DIRECTIONS
Write out exactly what each line says, starting with the first line below and ending on the one with "Box every cable car gondola".

SUPPLIED ENTRIES
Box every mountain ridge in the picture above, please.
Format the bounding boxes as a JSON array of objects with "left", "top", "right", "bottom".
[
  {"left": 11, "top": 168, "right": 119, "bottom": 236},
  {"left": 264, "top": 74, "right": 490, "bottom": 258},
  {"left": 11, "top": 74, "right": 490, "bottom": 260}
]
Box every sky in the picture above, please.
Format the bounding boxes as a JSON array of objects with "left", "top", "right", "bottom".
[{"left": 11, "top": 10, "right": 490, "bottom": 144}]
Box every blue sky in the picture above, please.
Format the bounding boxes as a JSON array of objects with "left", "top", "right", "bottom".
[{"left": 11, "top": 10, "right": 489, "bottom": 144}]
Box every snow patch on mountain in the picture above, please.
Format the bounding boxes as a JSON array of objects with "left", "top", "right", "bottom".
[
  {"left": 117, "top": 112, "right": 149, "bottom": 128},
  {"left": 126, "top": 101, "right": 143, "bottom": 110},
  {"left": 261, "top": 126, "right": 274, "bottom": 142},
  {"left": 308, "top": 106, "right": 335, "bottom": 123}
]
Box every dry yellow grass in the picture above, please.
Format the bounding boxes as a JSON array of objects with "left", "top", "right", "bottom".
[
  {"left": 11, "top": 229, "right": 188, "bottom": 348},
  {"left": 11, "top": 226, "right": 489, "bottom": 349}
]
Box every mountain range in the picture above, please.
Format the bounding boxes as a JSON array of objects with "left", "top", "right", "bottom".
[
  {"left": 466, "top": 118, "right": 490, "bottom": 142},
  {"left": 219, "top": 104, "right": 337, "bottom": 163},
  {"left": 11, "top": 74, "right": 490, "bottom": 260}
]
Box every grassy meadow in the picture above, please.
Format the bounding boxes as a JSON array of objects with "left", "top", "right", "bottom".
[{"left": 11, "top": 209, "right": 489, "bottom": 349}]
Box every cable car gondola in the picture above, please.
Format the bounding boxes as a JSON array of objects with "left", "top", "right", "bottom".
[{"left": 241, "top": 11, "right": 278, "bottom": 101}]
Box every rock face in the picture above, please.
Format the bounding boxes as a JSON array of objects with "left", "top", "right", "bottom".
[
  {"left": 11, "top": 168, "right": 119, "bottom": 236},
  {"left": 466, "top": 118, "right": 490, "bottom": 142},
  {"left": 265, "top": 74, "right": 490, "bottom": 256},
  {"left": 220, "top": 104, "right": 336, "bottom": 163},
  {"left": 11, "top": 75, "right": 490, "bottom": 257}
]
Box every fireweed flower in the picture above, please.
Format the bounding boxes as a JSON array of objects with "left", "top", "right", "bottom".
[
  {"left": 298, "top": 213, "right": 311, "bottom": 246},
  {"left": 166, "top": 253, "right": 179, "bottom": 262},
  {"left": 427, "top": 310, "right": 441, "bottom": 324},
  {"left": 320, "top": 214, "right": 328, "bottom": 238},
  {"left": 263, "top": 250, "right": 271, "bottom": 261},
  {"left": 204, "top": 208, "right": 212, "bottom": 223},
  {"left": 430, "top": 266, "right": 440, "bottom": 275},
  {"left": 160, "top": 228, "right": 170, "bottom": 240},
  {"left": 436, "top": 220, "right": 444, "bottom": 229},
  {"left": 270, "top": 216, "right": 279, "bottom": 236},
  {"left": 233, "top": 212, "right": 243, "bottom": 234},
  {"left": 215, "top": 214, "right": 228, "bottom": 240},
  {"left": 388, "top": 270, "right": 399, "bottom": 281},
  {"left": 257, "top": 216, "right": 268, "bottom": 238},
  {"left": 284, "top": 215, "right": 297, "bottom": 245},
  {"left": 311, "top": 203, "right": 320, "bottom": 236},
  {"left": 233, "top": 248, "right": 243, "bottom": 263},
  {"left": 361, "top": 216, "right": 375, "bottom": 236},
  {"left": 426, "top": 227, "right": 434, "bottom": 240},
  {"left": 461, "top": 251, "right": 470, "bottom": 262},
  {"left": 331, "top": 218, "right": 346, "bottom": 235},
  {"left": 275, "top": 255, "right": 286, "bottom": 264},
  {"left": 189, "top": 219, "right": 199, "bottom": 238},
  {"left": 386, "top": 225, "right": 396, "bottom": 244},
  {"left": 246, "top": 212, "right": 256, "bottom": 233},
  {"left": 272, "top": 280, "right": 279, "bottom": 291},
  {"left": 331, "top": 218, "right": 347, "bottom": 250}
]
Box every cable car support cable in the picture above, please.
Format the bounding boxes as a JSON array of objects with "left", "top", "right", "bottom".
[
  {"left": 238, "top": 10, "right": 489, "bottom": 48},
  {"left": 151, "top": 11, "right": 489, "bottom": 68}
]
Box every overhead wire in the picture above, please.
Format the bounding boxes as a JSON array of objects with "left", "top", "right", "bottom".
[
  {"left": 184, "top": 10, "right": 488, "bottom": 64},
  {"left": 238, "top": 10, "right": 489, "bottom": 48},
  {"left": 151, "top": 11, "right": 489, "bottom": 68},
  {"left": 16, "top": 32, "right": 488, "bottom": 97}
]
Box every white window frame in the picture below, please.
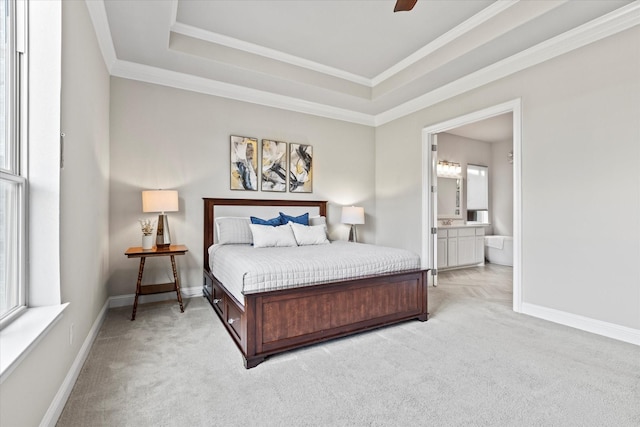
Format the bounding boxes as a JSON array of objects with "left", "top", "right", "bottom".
[
  {"left": 0, "top": 0, "right": 27, "bottom": 330},
  {"left": 1, "top": 0, "right": 66, "bottom": 384},
  {"left": 466, "top": 164, "right": 490, "bottom": 224}
]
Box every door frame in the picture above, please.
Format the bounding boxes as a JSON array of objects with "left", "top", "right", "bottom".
[{"left": 421, "top": 98, "right": 522, "bottom": 313}]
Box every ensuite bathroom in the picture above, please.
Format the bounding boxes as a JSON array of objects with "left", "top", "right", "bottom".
[{"left": 435, "top": 113, "right": 514, "bottom": 292}]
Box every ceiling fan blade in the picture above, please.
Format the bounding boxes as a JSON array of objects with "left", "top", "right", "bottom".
[{"left": 394, "top": 0, "right": 417, "bottom": 12}]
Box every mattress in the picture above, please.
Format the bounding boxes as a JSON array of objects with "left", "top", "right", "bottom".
[{"left": 208, "top": 240, "right": 421, "bottom": 305}]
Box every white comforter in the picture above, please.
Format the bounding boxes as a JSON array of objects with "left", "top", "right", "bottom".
[{"left": 208, "top": 241, "right": 421, "bottom": 305}]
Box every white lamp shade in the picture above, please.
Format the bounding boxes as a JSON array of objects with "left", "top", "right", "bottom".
[
  {"left": 341, "top": 206, "right": 365, "bottom": 225},
  {"left": 142, "top": 190, "right": 179, "bottom": 213}
]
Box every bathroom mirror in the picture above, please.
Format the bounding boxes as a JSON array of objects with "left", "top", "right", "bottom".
[{"left": 437, "top": 177, "right": 463, "bottom": 219}]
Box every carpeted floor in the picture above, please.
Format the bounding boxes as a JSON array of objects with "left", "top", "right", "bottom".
[{"left": 57, "top": 267, "right": 640, "bottom": 426}]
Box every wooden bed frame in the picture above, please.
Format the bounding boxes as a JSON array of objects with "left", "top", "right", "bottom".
[{"left": 202, "top": 198, "right": 429, "bottom": 368}]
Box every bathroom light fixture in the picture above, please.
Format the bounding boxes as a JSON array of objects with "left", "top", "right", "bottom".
[
  {"left": 341, "top": 206, "right": 365, "bottom": 243},
  {"left": 437, "top": 160, "right": 462, "bottom": 178},
  {"left": 142, "top": 190, "right": 179, "bottom": 248}
]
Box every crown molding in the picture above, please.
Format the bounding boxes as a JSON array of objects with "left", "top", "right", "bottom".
[
  {"left": 375, "top": 1, "right": 640, "bottom": 126},
  {"left": 86, "top": 0, "right": 640, "bottom": 128},
  {"left": 169, "top": 0, "right": 179, "bottom": 27},
  {"left": 84, "top": 0, "right": 116, "bottom": 72},
  {"left": 170, "top": 22, "right": 372, "bottom": 87},
  {"left": 169, "top": 1, "right": 519, "bottom": 89},
  {"left": 110, "top": 60, "right": 376, "bottom": 126},
  {"left": 371, "top": 0, "right": 519, "bottom": 86}
]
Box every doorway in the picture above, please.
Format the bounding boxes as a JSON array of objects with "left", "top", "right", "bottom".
[{"left": 421, "top": 99, "right": 522, "bottom": 313}]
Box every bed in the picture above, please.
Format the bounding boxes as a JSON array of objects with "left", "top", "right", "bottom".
[{"left": 203, "top": 198, "right": 429, "bottom": 368}]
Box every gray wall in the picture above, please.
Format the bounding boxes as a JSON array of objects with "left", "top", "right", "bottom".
[
  {"left": 491, "top": 139, "right": 514, "bottom": 236},
  {"left": 108, "top": 79, "right": 375, "bottom": 296},
  {"left": 0, "top": 2, "right": 111, "bottom": 426},
  {"left": 375, "top": 26, "right": 640, "bottom": 330}
]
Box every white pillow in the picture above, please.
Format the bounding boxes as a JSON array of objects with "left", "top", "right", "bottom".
[
  {"left": 290, "top": 222, "right": 330, "bottom": 246},
  {"left": 309, "top": 215, "right": 327, "bottom": 226},
  {"left": 250, "top": 223, "right": 298, "bottom": 248},
  {"left": 215, "top": 217, "right": 252, "bottom": 245}
]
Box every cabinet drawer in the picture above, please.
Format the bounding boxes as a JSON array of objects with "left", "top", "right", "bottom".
[
  {"left": 226, "top": 301, "right": 244, "bottom": 343},
  {"left": 203, "top": 273, "right": 213, "bottom": 302},
  {"left": 447, "top": 229, "right": 458, "bottom": 237},
  {"left": 458, "top": 228, "right": 476, "bottom": 237},
  {"left": 475, "top": 228, "right": 485, "bottom": 236},
  {"left": 437, "top": 229, "right": 447, "bottom": 238},
  {"left": 211, "top": 281, "right": 226, "bottom": 317}
]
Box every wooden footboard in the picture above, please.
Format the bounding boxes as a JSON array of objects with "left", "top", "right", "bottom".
[
  {"left": 201, "top": 198, "right": 429, "bottom": 368},
  {"left": 204, "top": 268, "right": 428, "bottom": 368}
]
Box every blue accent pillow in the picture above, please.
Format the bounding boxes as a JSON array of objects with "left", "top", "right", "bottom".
[
  {"left": 250, "top": 215, "right": 283, "bottom": 226},
  {"left": 279, "top": 212, "right": 309, "bottom": 226}
]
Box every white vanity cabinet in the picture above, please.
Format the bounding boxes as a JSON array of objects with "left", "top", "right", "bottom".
[
  {"left": 437, "top": 229, "right": 448, "bottom": 269},
  {"left": 437, "top": 226, "right": 485, "bottom": 270}
]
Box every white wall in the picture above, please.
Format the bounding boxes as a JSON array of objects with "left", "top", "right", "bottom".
[
  {"left": 0, "top": 2, "right": 111, "bottom": 426},
  {"left": 375, "top": 26, "right": 640, "bottom": 330},
  {"left": 108, "top": 79, "right": 375, "bottom": 297}
]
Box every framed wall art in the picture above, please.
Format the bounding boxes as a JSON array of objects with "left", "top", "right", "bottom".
[
  {"left": 261, "top": 139, "right": 287, "bottom": 192},
  {"left": 289, "top": 143, "right": 313, "bottom": 193},
  {"left": 230, "top": 135, "right": 258, "bottom": 191}
]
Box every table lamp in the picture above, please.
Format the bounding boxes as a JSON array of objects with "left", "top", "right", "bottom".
[
  {"left": 341, "top": 206, "right": 365, "bottom": 243},
  {"left": 142, "top": 190, "right": 179, "bottom": 248}
]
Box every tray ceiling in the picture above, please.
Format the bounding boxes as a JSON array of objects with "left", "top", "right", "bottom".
[{"left": 90, "top": 0, "right": 639, "bottom": 125}]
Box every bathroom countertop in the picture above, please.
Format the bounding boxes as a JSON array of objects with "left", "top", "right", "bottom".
[{"left": 439, "top": 223, "right": 490, "bottom": 228}]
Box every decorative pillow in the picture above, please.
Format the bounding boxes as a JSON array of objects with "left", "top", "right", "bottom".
[
  {"left": 250, "top": 223, "right": 298, "bottom": 248},
  {"left": 250, "top": 215, "right": 283, "bottom": 226},
  {"left": 289, "top": 222, "right": 330, "bottom": 246},
  {"left": 215, "top": 217, "right": 253, "bottom": 245},
  {"left": 309, "top": 215, "right": 326, "bottom": 226},
  {"left": 279, "top": 212, "right": 309, "bottom": 225}
]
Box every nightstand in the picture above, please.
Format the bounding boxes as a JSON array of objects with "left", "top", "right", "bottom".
[{"left": 124, "top": 244, "right": 188, "bottom": 320}]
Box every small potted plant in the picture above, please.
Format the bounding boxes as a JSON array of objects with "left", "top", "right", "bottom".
[{"left": 139, "top": 218, "right": 156, "bottom": 250}]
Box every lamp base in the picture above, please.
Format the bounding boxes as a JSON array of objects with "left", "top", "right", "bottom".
[
  {"left": 348, "top": 224, "right": 358, "bottom": 243},
  {"left": 156, "top": 214, "right": 172, "bottom": 248}
]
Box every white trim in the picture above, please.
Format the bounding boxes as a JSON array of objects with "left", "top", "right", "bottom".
[
  {"left": 172, "top": 1, "right": 517, "bottom": 88},
  {"left": 511, "top": 102, "right": 523, "bottom": 313},
  {"left": 84, "top": 0, "right": 116, "bottom": 72},
  {"left": 421, "top": 99, "right": 523, "bottom": 312},
  {"left": 372, "top": 0, "right": 518, "bottom": 86},
  {"left": 168, "top": 0, "right": 178, "bottom": 27},
  {"left": 521, "top": 303, "right": 640, "bottom": 346},
  {"left": 375, "top": 2, "right": 640, "bottom": 126},
  {"left": 87, "top": 1, "right": 640, "bottom": 127},
  {"left": 40, "top": 290, "right": 202, "bottom": 426},
  {"left": 39, "top": 300, "right": 109, "bottom": 427},
  {"left": 110, "top": 60, "right": 376, "bottom": 126},
  {"left": 0, "top": 303, "right": 69, "bottom": 384},
  {"left": 108, "top": 285, "right": 203, "bottom": 309},
  {"left": 170, "top": 22, "right": 371, "bottom": 87}
]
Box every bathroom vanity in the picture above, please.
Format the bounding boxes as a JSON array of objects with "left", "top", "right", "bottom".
[{"left": 437, "top": 225, "right": 485, "bottom": 270}]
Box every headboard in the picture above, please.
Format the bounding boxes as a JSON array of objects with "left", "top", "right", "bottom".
[{"left": 203, "top": 198, "right": 328, "bottom": 272}]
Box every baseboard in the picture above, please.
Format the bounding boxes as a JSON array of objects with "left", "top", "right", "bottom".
[
  {"left": 39, "top": 285, "right": 203, "bottom": 426},
  {"left": 39, "top": 299, "right": 110, "bottom": 427},
  {"left": 108, "top": 286, "right": 202, "bottom": 308},
  {"left": 521, "top": 303, "right": 640, "bottom": 346}
]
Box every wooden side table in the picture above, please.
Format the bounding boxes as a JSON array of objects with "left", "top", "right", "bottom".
[{"left": 125, "top": 244, "right": 188, "bottom": 320}]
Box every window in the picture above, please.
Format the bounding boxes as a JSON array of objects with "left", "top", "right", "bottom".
[
  {"left": 1, "top": 0, "right": 26, "bottom": 328},
  {"left": 466, "top": 164, "right": 489, "bottom": 224}
]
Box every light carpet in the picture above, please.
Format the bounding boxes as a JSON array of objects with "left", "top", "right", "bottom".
[{"left": 57, "top": 279, "right": 640, "bottom": 426}]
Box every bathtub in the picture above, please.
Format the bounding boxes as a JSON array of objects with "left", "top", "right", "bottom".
[{"left": 484, "top": 235, "right": 513, "bottom": 266}]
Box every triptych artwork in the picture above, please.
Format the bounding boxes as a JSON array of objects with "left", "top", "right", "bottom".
[{"left": 230, "top": 135, "right": 313, "bottom": 193}]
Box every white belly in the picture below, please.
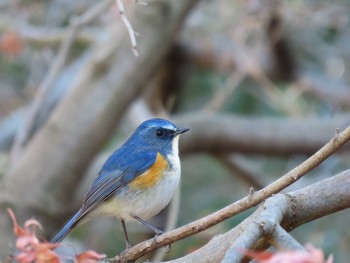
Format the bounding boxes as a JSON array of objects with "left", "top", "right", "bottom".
[{"left": 92, "top": 153, "right": 181, "bottom": 221}]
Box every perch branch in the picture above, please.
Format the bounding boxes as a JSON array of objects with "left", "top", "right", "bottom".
[
  {"left": 115, "top": 0, "right": 141, "bottom": 56},
  {"left": 166, "top": 170, "right": 350, "bottom": 262}
]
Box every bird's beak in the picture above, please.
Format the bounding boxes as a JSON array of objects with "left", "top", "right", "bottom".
[{"left": 173, "top": 127, "right": 190, "bottom": 136}]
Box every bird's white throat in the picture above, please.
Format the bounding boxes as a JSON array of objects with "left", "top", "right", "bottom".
[{"left": 172, "top": 135, "right": 180, "bottom": 156}]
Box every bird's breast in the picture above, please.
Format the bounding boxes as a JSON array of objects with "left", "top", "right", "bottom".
[
  {"left": 129, "top": 152, "right": 169, "bottom": 190},
  {"left": 92, "top": 152, "right": 181, "bottom": 221}
]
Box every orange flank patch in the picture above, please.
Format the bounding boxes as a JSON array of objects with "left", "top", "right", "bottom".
[{"left": 129, "top": 153, "right": 169, "bottom": 190}]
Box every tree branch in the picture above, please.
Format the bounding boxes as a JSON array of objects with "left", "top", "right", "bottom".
[
  {"left": 174, "top": 113, "right": 350, "bottom": 155},
  {"left": 167, "top": 170, "right": 350, "bottom": 263},
  {"left": 273, "top": 225, "right": 305, "bottom": 251},
  {"left": 215, "top": 153, "right": 266, "bottom": 189}
]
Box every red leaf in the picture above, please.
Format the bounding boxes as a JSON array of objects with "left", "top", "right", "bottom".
[
  {"left": 8, "top": 208, "right": 42, "bottom": 236},
  {"left": 35, "top": 243, "right": 61, "bottom": 263},
  {"left": 8, "top": 208, "right": 27, "bottom": 237},
  {"left": 242, "top": 250, "right": 274, "bottom": 260},
  {"left": 76, "top": 250, "right": 106, "bottom": 263},
  {"left": 16, "top": 251, "right": 36, "bottom": 263},
  {"left": 16, "top": 235, "right": 40, "bottom": 251},
  {"left": 8, "top": 209, "right": 108, "bottom": 263},
  {"left": 243, "top": 245, "right": 333, "bottom": 263},
  {"left": 24, "top": 218, "right": 43, "bottom": 232},
  {"left": 8, "top": 208, "right": 61, "bottom": 263},
  {"left": 0, "top": 30, "right": 23, "bottom": 56},
  {"left": 8, "top": 208, "right": 41, "bottom": 250}
]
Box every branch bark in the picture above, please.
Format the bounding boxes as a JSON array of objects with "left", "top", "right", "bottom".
[{"left": 167, "top": 169, "right": 350, "bottom": 263}]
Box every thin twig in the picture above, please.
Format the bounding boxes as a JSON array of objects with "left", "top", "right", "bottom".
[
  {"left": 111, "top": 125, "right": 350, "bottom": 262},
  {"left": 216, "top": 153, "right": 266, "bottom": 189},
  {"left": 134, "top": 0, "right": 148, "bottom": 7},
  {"left": 10, "top": 0, "right": 113, "bottom": 164},
  {"left": 204, "top": 70, "right": 245, "bottom": 112},
  {"left": 116, "top": 0, "right": 140, "bottom": 56}
]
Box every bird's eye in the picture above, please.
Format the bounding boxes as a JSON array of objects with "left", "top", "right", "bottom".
[{"left": 155, "top": 128, "right": 165, "bottom": 137}]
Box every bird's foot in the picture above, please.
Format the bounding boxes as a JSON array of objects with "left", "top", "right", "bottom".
[
  {"left": 121, "top": 242, "right": 132, "bottom": 254},
  {"left": 151, "top": 230, "right": 171, "bottom": 252}
]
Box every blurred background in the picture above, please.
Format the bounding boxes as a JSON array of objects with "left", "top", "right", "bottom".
[{"left": 0, "top": 0, "right": 350, "bottom": 261}]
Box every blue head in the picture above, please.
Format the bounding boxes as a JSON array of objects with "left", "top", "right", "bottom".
[
  {"left": 127, "top": 118, "right": 189, "bottom": 155},
  {"left": 101, "top": 118, "right": 189, "bottom": 172}
]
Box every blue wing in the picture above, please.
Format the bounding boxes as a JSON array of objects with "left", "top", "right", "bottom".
[
  {"left": 51, "top": 149, "right": 157, "bottom": 243},
  {"left": 82, "top": 149, "right": 157, "bottom": 214}
]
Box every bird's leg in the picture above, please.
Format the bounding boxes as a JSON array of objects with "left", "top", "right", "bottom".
[
  {"left": 130, "top": 214, "right": 171, "bottom": 252},
  {"left": 130, "top": 214, "right": 164, "bottom": 237},
  {"left": 120, "top": 219, "right": 132, "bottom": 250}
]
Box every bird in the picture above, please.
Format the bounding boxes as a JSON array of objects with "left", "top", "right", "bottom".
[{"left": 51, "top": 118, "right": 189, "bottom": 248}]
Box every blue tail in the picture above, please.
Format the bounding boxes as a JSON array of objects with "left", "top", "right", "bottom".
[{"left": 51, "top": 209, "right": 82, "bottom": 243}]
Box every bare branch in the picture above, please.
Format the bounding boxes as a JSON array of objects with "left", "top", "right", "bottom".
[
  {"left": 204, "top": 70, "right": 245, "bottom": 112},
  {"left": 215, "top": 153, "right": 266, "bottom": 189},
  {"left": 167, "top": 170, "right": 350, "bottom": 262},
  {"left": 221, "top": 194, "right": 288, "bottom": 263},
  {"left": 115, "top": 0, "right": 139, "bottom": 56},
  {"left": 174, "top": 113, "right": 350, "bottom": 155},
  {"left": 273, "top": 225, "right": 305, "bottom": 251},
  {"left": 0, "top": 23, "right": 96, "bottom": 47}
]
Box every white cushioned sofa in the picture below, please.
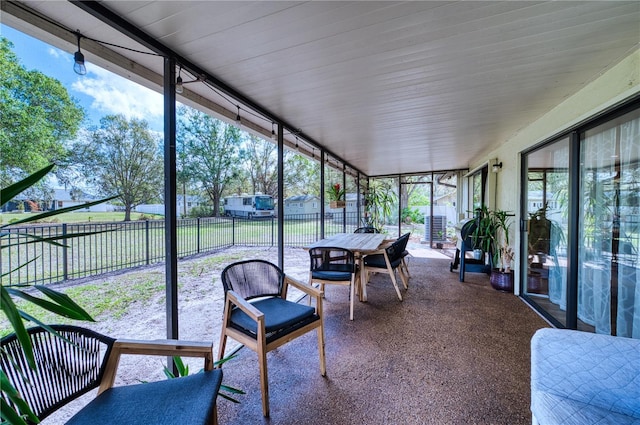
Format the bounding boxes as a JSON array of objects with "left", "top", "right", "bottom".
[{"left": 530, "top": 328, "right": 640, "bottom": 425}]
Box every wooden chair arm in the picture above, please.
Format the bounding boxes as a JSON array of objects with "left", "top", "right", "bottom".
[
  {"left": 285, "top": 275, "right": 323, "bottom": 299},
  {"left": 99, "top": 339, "right": 214, "bottom": 394},
  {"left": 227, "top": 290, "right": 264, "bottom": 321}
]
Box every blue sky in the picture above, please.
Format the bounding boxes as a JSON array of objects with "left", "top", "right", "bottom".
[{"left": 1, "top": 24, "right": 164, "bottom": 132}]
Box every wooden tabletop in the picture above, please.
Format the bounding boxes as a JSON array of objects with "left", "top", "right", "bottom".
[{"left": 307, "top": 233, "right": 386, "bottom": 253}]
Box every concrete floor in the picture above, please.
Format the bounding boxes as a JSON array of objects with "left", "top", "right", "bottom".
[{"left": 216, "top": 255, "right": 549, "bottom": 424}]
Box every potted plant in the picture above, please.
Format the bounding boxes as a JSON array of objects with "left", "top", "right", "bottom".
[
  {"left": 526, "top": 203, "right": 564, "bottom": 293},
  {"left": 472, "top": 206, "right": 514, "bottom": 292},
  {"left": 362, "top": 181, "right": 396, "bottom": 231},
  {"left": 327, "top": 183, "right": 345, "bottom": 208}
]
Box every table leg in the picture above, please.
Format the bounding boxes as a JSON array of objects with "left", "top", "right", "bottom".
[{"left": 359, "top": 254, "right": 368, "bottom": 302}]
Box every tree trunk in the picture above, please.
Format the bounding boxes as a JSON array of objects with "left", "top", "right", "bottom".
[{"left": 124, "top": 205, "right": 132, "bottom": 221}]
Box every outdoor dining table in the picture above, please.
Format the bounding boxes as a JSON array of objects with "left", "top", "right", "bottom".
[{"left": 306, "top": 232, "right": 387, "bottom": 302}]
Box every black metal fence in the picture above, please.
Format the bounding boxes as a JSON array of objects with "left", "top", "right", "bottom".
[{"left": 1, "top": 212, "right": 361, "bottom": 286}]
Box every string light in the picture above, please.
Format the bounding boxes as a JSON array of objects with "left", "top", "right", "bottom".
[
  {"left": 175, "top": 67, "right": 184, "bottom": 93},
  {"left": 73, "top": 31, "right": 86, "bottom": 75},
  {"left": 235, "top": 106, "right": 241, "bottom": 127}
]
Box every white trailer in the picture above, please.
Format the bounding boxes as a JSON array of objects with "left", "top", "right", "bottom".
[{"left": 223, "top": 194, "right": 275, "bottom": 218}]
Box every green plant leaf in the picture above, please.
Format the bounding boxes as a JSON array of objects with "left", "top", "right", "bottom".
[
  {"left": 1, "top": 369, "right": 39, "bottom": 424},
  {"left": 0, "top": 287, "right": 35, "bottom": 370},
  {"left": 6, "top": 287, "right": 94, "bottom": 322},
  {"left": 0, "top": 257, "right": 39, "bottom": 278},
  {"left": 0, "top": 164, "right": 55, "bottom": 209}
]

RESULT FOR THIS TASK
Box every mountain ridge in the picture above, please.
Format the bounding boxes as a JSON array of objects with "left", "top", "right", "bottom".
[
  {"left": 11, "top": 168, "right": 119, "bottom": 236},
  {"left": 264, "top": 74, "right": 490, "bottom": 258},
  {"left": 11, "top": 74, "right": 490, "bottom": 260}
]
Box every sky in the picture above, please.
Format the bounding boxes as a JSON array of objects with "left", "top", "right", "bottom".
[{"left": 11, "top": 10, "right": 490, "bottom": 144}]
Box every blue sky in the picture above, please.
Format the bounding boxes as a JSON array of objects with "left", "top", "right", "bottom".
[{"left": 11, "top": 10, "right": 489, "bottom": 144}]
Box every snow patch on mountain in the picture above, please.
Format the bounding boxes as a JSON array of objects with "left", "top", "right", "bottom".
[
  {"left": 117, "top": 112, "right": 149, "bottom": 128},
  {"left": 126, "top": 101, "right": 143, "bottom": 110},
  {"left": 261, "top": 126, "right": 274, "bottom": 142},
  {"left": 308, "top": 106, "right": 335, "bottom": 123}
]
Box every dry yellow grass in the picture above, please.
Format the bounding boxes as a JSON array of objects with "left", "top", "right", "bottom".
[
  {"left": 11, "top": 229, "right": 188, "bottom": 348},
  {"left": 11, "top": 226, "right": 489, "bottom": 349}
]
Box every mountain range in the picture above, please.
Format the bounding boxes as a JSON array of objects with "left", "top", "right", "bottom".
[
  {"left": 466, "top": 118, "right": 490, "bottom": 142},
  {"left": 219, "top": 104, "right": 337, "bottom": 163},
  {"left": 11, "top": 74, "right": 490, "bottom": 260}
]
Box every grassy meadow in the picture above, please.
Format the bounding boxes as a JSON array of objects with "left", "top", "right", "bottom".
[{"left": 11, "top": 209, "right": 489, "bottom": 349}]
Box every cable car gondola in the picture above, please.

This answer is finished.